WHAT THIS TASK INVOLVES —
Transcribe the entries exactly; images are not part of the copy.

MATERIAL FOR THIS TASK —
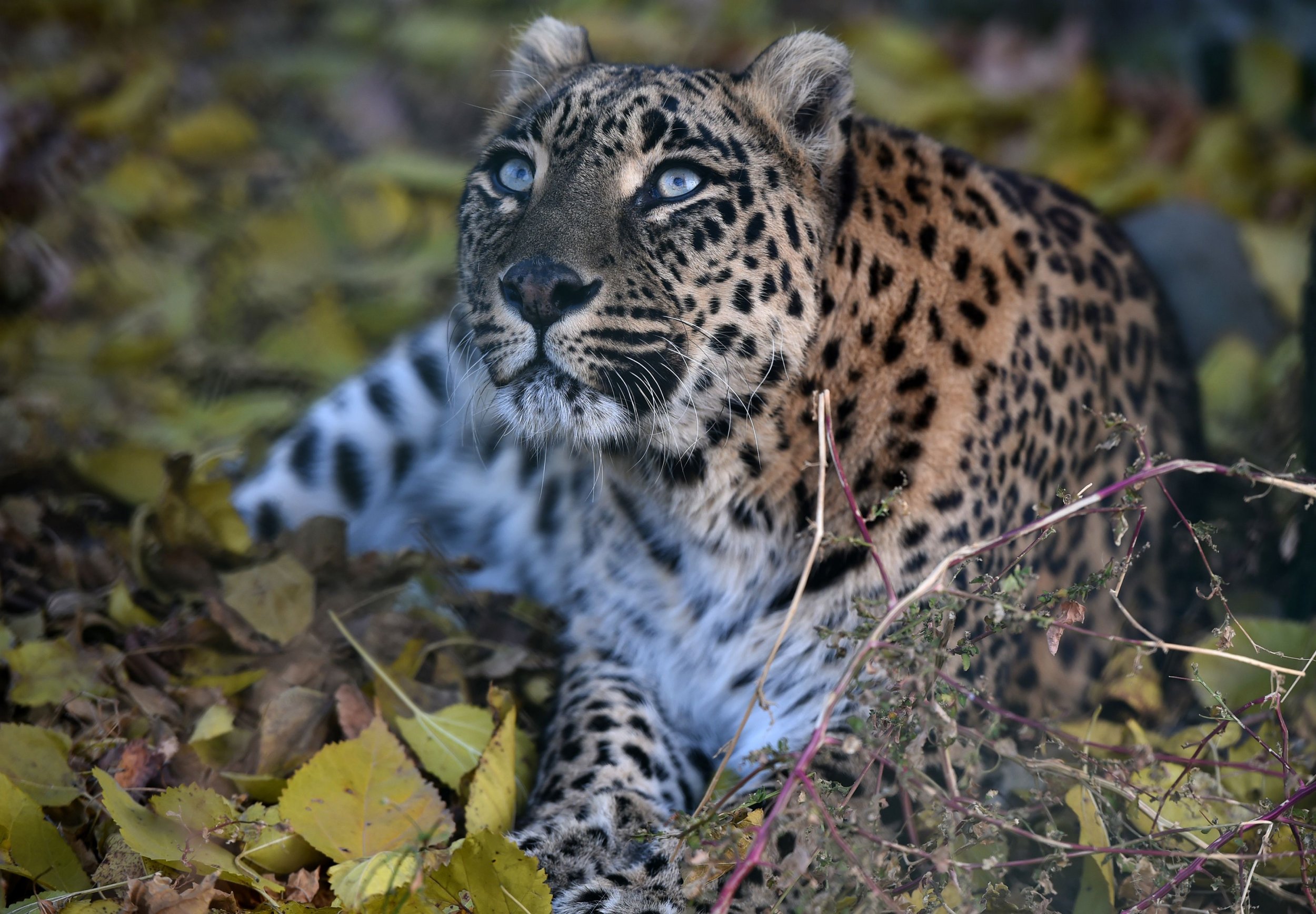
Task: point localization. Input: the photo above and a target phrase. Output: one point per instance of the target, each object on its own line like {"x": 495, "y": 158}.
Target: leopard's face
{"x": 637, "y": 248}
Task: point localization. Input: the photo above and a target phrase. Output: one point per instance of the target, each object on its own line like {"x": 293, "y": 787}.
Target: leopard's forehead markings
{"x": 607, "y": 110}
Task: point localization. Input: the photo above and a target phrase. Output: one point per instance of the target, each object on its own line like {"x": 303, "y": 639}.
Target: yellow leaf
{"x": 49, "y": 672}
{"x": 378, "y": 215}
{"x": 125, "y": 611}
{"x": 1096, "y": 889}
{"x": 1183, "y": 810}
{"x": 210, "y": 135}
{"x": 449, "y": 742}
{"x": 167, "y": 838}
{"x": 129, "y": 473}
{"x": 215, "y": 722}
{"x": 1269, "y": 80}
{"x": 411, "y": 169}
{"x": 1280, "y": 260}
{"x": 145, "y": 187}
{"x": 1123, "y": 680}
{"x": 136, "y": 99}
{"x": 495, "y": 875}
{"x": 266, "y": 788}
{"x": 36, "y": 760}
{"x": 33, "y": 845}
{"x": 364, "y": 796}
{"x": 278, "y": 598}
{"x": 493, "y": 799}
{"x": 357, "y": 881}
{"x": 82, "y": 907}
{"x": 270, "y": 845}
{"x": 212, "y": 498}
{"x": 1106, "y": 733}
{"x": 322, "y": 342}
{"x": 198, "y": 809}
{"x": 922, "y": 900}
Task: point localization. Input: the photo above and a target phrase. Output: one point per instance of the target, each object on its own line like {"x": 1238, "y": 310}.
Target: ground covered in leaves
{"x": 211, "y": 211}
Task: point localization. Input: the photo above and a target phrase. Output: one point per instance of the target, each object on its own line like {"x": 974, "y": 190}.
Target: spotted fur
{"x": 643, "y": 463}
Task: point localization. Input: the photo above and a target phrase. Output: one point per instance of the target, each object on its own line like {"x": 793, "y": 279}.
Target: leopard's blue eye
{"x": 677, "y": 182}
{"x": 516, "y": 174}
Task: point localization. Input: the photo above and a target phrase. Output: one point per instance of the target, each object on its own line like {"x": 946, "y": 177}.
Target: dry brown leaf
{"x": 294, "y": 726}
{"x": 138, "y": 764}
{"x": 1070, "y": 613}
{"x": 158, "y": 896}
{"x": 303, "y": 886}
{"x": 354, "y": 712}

REPLY —
Task: point localization. Input: the photo above and a target phrase. Output: one point per instance of the target, each object on its own line like {"x": 495, "y": 158}.
Target: leopard's face
{"x": 637, "y": 248}
Task: point localization. Input: the photo above and a target phrase. Output: one point per instance of the target, each object on its own line like {"x": 293, "y": 787}.
Target: leopard's forehead markings
{"x": 607, "y": 110}
Task: point localization. Input: the photo above and a target phrase. Output: one point per instance of the target, each object on its own line like {"x": 303, "y": 639}.
Target: yellow leaf
{"x": 49, "y": 672}
{"x": 378, "y": 215}
{"x": 125, "y": 611}
{"x": 1096, "y": 889}
{"x": 1183, "y": 810}
{"x": 210, "y": 135}
{"x": 449, "y": 742}
{"x": 167, "y": 838}
{"x": 129, "y": 473}
{"x": 215, "y": 722}
{"x": 1269, "y": 80}
{"x": 411, "y": 169}
{"x": 1280, "y": 260}
{"x": 145, "y": 187}
{"x": 1123, "y": 680}
{"x": 136, "y": 99}
{"x": 495, "y": 875}
{"x": 266, "y": 788}
{"x": 36, "y": 760}
{"x": 33, "y": 845}
{"x": 364, "y": 796}
{"x": 278, "y": 598}
{"x": 493, "y": 799}
{"x": 357, "y": 881}
{"x": 82, "y": 907}
{"x": 270, "y": 845}
{"x": 212, "y": 498}
{"x": 1106, "y": 733}
{"x": 322, "y": 342}
{"x": 198, "y": 809}
{"x": 922, "y": 900}
Task: point localization. Input: the photo above and a target phrase. Output: one point per instance of the target, each object on its own line like {"x": 1238, "y": 310}.
Target: ground covered in leaves
{"x": 211, "y": 211}
Task: point localization. Input: the photo above and a target phrase. Output: one point per instance of the target, each object on its own line like {"x": 974, "y": 190}.
Target: spotted fur
{"x": 643, "y": 463}
Task: point localization. Input: the photo above and a target phrase. Output: one point per instance of the target, each object on its own line like {"x": 793, "y": 279}.
Target: leopard's blue eye
{"x": 677, "y": 182}
{"x": 516, "y": 174}
Task: point localization. Input: the photo above and a target phrase. Output: one point per instance of the target, each object on its own line like {"x": 946, "y": 177}.
Target: dry brown leaf
{"x": 294, "y": 726}
{"x": 138, "y": 764}
{"x": 1070, "y": 613}
{"x": 158, "y": 896}
{"x": 303, "y": 886}
{"x": 354, "y": 712}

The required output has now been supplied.